→ Collection entries:
● ● ● ● ●

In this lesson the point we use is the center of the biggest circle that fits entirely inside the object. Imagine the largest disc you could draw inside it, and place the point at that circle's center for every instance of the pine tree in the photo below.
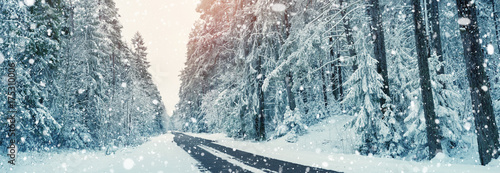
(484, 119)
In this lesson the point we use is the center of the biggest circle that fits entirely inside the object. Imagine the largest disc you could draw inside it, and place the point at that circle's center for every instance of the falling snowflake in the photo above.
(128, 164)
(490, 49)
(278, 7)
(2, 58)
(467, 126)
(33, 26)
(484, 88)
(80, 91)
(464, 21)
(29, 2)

● ● ● ● ●

→ Exercise brief:
Word for word, restate each line above, minus its pictures.

→ Response:
In this lesson the point we use is the center of the biggest circle that fits entirely inside the object. Imagine the largest disc you could draw inside it, and place the point at that circle's center for every instance of the pine tree in the photo below.
(484, 119)
In this lesson the point we use is the center of the biggest circle that fits entirely inside the object. Imagine the largest disc you could draw inside it, and place the point at that circle's center for every instance of the falling snowflake in the photo above.
(128, 164)
(490, 49)
(278, 7)
(2, 58)
(467, 126)
(33, 26)
(484, 88)
(80, 91)
(464, 21)
(29, 2)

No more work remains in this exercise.